Dataset entries:
______
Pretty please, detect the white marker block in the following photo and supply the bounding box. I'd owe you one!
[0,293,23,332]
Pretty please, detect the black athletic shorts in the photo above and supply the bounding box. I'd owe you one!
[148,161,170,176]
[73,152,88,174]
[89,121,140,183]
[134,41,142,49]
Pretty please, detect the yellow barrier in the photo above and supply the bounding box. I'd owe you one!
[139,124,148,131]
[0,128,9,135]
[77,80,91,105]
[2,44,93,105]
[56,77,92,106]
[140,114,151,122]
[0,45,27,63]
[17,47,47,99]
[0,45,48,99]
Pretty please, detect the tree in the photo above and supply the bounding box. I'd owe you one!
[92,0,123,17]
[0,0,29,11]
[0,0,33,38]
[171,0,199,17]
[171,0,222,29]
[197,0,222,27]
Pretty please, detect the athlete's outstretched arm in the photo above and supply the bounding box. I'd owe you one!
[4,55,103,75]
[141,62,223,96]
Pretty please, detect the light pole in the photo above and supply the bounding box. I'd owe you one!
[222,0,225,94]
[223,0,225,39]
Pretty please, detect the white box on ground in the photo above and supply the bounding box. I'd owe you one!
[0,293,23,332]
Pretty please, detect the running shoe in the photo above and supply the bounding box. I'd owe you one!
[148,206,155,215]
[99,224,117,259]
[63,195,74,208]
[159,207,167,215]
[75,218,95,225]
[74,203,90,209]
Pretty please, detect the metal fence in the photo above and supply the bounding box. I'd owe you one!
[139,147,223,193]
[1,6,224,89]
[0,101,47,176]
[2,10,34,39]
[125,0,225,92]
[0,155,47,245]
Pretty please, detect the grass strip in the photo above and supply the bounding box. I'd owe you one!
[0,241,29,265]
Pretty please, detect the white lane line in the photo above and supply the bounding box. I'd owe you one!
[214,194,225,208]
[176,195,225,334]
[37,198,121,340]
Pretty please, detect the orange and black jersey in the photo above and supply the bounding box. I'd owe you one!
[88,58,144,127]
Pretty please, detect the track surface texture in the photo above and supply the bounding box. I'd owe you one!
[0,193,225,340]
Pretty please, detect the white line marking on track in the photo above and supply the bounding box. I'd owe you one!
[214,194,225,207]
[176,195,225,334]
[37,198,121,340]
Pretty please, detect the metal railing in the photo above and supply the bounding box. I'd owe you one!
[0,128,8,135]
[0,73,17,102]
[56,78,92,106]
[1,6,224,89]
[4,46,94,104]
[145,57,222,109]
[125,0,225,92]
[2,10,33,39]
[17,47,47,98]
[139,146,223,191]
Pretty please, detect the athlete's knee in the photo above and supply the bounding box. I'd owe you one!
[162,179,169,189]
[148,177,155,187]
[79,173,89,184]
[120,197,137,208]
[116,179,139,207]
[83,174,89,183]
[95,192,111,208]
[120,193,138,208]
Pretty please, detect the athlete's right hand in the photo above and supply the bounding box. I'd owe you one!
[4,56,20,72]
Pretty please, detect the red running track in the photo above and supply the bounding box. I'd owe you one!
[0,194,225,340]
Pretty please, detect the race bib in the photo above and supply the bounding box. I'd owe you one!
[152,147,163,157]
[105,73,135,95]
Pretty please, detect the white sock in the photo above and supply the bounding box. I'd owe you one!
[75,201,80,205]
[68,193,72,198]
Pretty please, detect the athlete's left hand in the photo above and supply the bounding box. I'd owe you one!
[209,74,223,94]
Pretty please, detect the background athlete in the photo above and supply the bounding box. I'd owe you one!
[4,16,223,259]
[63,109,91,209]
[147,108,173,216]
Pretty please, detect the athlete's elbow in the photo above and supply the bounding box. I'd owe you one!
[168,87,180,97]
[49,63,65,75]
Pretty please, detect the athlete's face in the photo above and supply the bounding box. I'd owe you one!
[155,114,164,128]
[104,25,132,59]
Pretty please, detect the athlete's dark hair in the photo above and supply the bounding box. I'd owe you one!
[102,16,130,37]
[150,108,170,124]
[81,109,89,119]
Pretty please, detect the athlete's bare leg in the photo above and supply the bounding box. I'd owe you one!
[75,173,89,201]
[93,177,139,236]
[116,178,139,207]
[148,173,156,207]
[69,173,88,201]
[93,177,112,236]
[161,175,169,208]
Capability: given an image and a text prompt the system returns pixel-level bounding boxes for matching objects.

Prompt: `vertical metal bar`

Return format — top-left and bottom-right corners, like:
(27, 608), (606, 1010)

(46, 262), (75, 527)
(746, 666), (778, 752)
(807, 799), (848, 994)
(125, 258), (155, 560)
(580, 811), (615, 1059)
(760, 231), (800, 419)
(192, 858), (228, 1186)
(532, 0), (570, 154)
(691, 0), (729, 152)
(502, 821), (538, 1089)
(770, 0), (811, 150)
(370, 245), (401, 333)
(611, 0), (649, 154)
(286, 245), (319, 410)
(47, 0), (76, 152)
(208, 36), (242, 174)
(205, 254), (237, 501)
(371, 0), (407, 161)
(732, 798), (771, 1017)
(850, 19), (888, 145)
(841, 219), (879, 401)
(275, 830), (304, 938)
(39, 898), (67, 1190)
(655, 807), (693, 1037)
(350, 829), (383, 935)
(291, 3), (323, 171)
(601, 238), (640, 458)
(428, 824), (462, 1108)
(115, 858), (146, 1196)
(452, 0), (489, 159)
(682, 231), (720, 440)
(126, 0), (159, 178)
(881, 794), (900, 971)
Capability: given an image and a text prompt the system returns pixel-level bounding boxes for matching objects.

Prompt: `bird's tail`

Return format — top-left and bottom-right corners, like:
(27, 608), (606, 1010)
______
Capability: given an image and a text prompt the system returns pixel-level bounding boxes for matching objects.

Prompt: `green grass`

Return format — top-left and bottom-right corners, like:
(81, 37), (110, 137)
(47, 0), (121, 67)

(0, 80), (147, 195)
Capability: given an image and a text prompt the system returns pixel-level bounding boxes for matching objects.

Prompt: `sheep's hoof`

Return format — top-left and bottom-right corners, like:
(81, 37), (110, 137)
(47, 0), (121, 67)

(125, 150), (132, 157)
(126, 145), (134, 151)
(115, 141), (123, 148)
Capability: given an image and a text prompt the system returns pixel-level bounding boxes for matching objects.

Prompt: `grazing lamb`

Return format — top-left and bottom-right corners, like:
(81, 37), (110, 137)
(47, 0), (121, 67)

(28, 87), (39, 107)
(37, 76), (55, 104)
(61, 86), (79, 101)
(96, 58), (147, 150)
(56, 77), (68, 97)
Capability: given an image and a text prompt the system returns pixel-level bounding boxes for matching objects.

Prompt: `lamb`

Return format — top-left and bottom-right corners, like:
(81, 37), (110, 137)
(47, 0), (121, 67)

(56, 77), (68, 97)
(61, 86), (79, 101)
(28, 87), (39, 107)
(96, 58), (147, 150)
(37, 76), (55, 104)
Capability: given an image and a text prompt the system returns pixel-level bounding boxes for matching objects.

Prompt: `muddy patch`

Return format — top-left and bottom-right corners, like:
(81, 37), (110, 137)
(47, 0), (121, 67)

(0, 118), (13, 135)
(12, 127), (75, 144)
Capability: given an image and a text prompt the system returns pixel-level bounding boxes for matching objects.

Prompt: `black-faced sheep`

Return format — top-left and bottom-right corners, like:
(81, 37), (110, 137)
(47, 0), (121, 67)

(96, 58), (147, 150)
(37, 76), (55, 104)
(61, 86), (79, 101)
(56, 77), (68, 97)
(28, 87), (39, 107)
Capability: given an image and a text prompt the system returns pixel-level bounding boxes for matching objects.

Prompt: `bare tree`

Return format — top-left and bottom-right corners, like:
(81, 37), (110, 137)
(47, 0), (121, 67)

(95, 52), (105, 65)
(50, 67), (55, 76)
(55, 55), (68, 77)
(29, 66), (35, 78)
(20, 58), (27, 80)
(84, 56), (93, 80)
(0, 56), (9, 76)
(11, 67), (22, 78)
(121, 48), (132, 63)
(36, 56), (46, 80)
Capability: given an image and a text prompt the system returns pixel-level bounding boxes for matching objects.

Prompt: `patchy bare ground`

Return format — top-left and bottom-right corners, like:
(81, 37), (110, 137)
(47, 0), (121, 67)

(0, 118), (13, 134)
______
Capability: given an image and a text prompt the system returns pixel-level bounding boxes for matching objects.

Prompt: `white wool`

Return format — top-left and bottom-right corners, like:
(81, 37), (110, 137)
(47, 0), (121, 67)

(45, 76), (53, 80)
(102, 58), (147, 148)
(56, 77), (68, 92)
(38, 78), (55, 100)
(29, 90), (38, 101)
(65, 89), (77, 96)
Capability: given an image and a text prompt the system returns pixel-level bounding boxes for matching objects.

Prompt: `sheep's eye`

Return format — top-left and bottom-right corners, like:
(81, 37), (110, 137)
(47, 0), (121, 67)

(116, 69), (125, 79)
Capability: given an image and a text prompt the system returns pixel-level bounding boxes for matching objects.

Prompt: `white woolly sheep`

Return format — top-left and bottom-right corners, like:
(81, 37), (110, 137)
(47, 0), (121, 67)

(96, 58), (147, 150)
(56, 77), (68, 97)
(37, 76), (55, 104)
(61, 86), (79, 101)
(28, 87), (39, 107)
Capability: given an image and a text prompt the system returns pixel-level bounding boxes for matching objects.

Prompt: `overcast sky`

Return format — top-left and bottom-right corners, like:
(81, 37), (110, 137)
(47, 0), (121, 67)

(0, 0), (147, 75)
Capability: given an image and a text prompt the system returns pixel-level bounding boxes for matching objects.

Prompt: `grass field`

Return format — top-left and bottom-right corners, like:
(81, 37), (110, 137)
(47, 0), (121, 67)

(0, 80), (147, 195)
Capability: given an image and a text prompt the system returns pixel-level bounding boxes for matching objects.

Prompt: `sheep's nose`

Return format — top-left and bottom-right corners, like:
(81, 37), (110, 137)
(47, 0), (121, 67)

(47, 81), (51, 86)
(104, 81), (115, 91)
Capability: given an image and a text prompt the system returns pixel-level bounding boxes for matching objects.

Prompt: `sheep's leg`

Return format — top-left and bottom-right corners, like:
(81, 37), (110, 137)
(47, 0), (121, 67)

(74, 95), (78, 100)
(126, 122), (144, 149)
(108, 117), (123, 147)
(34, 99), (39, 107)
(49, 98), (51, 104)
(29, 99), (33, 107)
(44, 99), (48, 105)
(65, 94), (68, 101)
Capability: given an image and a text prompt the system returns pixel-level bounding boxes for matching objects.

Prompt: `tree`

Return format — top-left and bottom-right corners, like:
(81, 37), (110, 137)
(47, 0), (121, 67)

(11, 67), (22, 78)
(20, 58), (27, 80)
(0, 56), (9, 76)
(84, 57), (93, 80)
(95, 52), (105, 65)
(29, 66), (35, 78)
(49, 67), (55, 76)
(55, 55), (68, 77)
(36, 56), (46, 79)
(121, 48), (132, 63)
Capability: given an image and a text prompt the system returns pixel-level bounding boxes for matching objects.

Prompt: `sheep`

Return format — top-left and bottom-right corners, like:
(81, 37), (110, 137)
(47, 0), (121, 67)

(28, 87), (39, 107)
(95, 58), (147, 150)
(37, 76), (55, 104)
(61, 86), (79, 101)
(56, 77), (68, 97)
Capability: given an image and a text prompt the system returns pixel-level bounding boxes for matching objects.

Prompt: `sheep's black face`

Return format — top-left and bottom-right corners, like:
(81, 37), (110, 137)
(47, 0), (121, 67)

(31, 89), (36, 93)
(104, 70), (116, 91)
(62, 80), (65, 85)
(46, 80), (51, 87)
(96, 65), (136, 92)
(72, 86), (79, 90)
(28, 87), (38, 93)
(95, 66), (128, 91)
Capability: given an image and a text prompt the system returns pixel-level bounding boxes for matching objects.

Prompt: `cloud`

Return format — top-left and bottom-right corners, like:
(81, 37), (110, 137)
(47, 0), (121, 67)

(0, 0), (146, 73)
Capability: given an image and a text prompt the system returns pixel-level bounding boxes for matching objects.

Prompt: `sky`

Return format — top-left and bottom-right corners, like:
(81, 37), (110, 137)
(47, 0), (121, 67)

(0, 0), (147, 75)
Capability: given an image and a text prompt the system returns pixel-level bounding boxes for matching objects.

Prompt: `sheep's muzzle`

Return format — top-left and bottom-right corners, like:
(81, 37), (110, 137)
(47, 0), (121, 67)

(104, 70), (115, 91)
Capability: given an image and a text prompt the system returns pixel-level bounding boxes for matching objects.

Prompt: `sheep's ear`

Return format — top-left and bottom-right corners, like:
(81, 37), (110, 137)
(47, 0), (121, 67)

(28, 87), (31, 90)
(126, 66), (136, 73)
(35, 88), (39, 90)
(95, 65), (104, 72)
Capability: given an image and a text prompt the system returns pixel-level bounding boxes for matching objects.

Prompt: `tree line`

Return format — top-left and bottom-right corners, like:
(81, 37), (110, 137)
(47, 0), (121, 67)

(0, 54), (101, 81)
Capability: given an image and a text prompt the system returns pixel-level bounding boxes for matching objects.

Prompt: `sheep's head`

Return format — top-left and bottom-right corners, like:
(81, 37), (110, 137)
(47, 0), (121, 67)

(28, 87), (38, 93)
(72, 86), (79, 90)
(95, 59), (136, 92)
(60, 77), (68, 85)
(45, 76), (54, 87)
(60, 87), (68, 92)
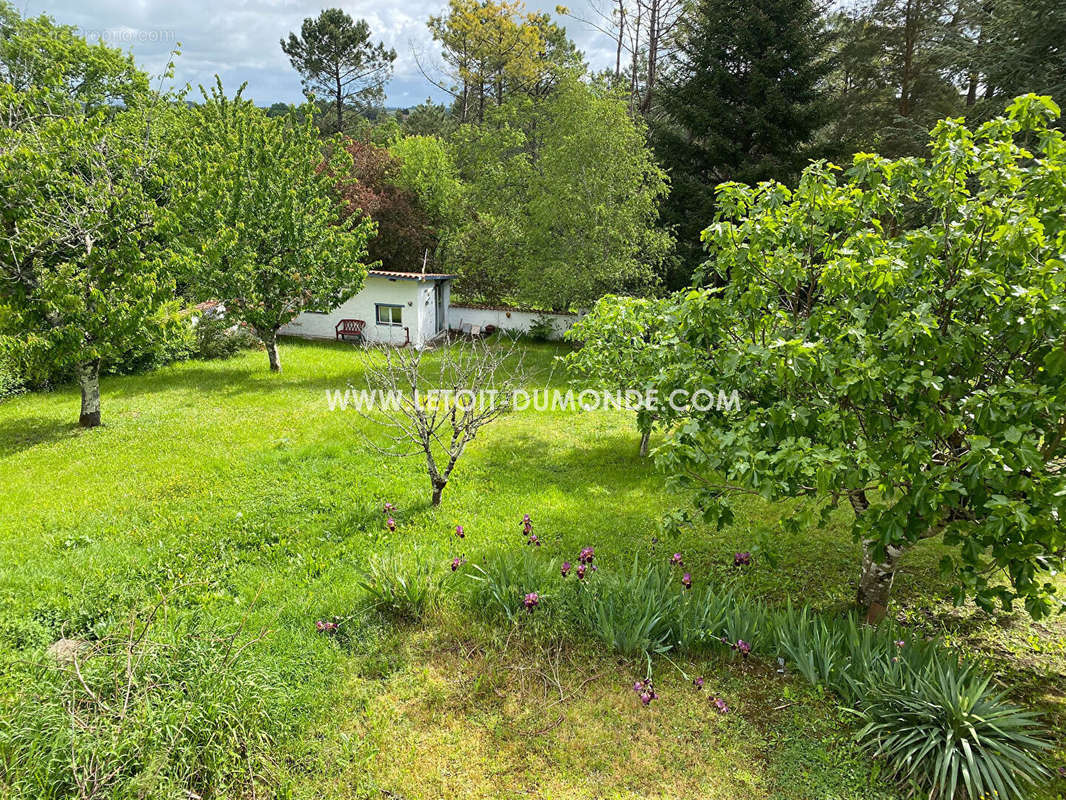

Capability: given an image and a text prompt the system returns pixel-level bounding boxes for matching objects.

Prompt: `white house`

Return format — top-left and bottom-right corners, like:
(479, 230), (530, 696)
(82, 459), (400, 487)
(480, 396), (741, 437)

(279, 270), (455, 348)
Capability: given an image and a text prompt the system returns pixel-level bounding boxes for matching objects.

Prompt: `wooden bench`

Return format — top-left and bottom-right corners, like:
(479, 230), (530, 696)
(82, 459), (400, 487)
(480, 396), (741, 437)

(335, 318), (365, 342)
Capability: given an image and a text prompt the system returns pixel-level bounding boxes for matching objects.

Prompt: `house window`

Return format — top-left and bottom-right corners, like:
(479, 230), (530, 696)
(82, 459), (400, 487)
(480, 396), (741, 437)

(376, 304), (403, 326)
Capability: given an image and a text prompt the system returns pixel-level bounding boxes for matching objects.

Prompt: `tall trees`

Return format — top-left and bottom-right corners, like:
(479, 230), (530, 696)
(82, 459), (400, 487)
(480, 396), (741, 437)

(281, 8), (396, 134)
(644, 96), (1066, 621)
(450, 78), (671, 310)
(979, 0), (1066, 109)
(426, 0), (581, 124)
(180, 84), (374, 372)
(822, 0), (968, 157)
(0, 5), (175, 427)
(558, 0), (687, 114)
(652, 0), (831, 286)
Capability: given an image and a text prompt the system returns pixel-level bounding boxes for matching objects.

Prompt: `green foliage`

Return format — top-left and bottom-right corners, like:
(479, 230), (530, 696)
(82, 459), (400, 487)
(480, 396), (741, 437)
______
→ **Work task**: Could you return all lines from the records that include the word "sheep"?

→ **Written solution**:
Prompt: `sheep's hoof`
Prompt: `black-faced sheep`
Prompt: `sheep's eye`
Prompt: `white woolly sheep`
Prompt: `sheep's nose`
Prompt: `sheep's leg`
Prompt: `sheep`
Prompt: `sheep's black face`
Prompt: `sheep's muzzle`
Prompt: `sheep's ear`
Prompt: `sheep's head`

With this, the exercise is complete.